___ Data lines

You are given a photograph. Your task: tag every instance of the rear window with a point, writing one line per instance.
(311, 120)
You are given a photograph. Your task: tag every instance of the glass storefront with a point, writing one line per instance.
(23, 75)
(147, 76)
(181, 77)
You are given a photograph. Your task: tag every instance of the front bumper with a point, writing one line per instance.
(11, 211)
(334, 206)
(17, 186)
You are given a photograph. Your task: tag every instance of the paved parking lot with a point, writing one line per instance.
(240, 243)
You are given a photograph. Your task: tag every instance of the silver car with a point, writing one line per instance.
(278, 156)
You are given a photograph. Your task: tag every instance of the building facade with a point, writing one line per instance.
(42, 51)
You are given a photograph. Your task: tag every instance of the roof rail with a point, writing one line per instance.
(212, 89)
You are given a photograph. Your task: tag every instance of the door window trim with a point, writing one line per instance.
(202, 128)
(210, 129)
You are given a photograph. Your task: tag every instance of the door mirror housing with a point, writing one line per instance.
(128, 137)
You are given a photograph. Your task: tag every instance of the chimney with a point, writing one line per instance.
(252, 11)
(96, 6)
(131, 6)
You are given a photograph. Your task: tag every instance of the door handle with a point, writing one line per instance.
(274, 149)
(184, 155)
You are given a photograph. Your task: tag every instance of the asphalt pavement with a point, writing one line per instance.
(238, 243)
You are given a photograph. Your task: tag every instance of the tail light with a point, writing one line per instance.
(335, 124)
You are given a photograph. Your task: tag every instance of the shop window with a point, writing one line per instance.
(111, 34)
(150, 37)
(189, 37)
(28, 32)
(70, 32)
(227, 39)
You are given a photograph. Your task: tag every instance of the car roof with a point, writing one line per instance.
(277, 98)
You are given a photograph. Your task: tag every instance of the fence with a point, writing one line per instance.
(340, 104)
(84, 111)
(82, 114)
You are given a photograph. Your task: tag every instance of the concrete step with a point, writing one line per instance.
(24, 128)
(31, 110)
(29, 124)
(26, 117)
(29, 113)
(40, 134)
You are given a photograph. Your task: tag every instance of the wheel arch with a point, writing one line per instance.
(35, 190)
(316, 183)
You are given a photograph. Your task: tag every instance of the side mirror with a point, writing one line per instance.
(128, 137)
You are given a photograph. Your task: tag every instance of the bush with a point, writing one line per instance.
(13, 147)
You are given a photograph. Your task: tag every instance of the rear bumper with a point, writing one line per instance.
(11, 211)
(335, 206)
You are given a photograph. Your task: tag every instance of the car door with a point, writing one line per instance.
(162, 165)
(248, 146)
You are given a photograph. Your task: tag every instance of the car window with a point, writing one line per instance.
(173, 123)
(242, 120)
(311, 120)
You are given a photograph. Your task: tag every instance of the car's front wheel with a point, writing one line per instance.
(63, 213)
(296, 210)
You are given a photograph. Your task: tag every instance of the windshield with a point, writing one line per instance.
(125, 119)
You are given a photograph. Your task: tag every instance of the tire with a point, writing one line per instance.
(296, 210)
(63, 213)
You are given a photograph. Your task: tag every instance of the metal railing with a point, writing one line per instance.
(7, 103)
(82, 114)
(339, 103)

______

* [Your instructions] Change "tag" to "mark" throughout the records above, and leave everything else in them unchanged.

* [Response to the exercise]
You are given a photograph. Your task: mark every instance of the rear window with a point, writing one line per instance.
(311, 120)
You are given a photograph. Your task: mark every instance of the glass storefront with a point, writing one line per instance.
(23, 75)
(147, 76)
(181, 77)
You are given a photograph. Your task: mark every instance of the front bumper with a point, writing one line per instance.
(11, 211)
(334, 206)
(17, 186)
You are given a photograph. Your task: mark every instance of the paved parking lot with a point, writing one line per instance.
(240, 243)
You are given a photograph. Your task: mark every instance of the silver car with a point, writing one line per instance.
(278, 156)
You are given a photograph. Your task: mark every instance of the building facade with a point, writing one line per instance.
(42, 51)
You are given a photograph. Your task: mark every instance of the roof rail with a point, writing one line per instance.
(212, 89)
You are given a photograph. Your task: mark every instance of the door window trim with a point, writing one line per instance.
(202, 128)
(210, 129)
You are given a photograph. Your task: mark every instance of the door mirror housing with a point, writing one line per instance.
(128, 137)
You are given a photograph. Your task: mark every instance of the chimney with a point, writing one line per instance.
(252, 11)
(96, 6)
(131, 6)
You are given a photograph. Your task: mark every instance of the door handle with a point, writing one line per instance.
(274, 149)
(184, 155)
You are given a photograph. Your task: mark every instance of the asphalt pavement with a point, writing one line per instance.
(238, 243)
You are given a photograph. Your task: mark every instance of the tail light with a point, writing one line per instance.
(335, 124)
You are given a photograph. Your task: mark every instance of the shop window with a point, writing one line per instance.
(111, 34)
(150, 37)
(189, 37)
(28, 32)
(70, 32)
(227, 39)
You are given a photograph. Your task: mark every instance of the car roof with a point, writing one line per instance.
(277, 98)
You are given a photograph. Your task: mark every instance of the fence with a point, writing one line per instance.
(340, 104)
(84, 111)
(82, 114)
You are given a photograph. Your task: mark every instance of the concrete step with a point, writing one line per instance.
(24, 128)
(31, 110)
(29, 124)
(26, 117)
(29, 113)
(40, 134)
You are given a photograph. Your task: mark every instance of the wheel arch with a point, writing one line per instance.
(35, 190)
(316, 183)
You are given a photograph. Your task: mark every instance of the side mirror with a point, writing one line per instance.
(128, 137)
You are given a photograph. Your task: mark every instance of the bush with a point, writing one line per instance.
(13, 147)
You are given a photograph. Your task: mark every instance of the rear bumper with a point, writing one line per instance.
(11, 211)
(335, 206)
You are given a photograph. Your task: mark every instance of the car door with a point, writing one line per instance.
(162, 165)
(248, 146)
You are given a photograph. Your task: mark every instance of the car window with a point, writing one line per instance.
(173, 123)
(242, 120)
(311, 120)
You are given a photograph. Your task: mark every instance of the car's front wheel with a point, writing one line per instance.
(63, 213)
(296, 210)
You are given a photograph. Your task: mark every instance of the windshield with a point, writing one line per instance.
(125, 119)
You are given a photograph. Your task: mark every instance of the tire with a point, writing one line per instance.
(296, 210)
(63, 213)
You are given a photograph. Your task: mark every instance of the metal railing with a point, writing one line per instance.
(7, 103)
(82, 114)
(339, 103)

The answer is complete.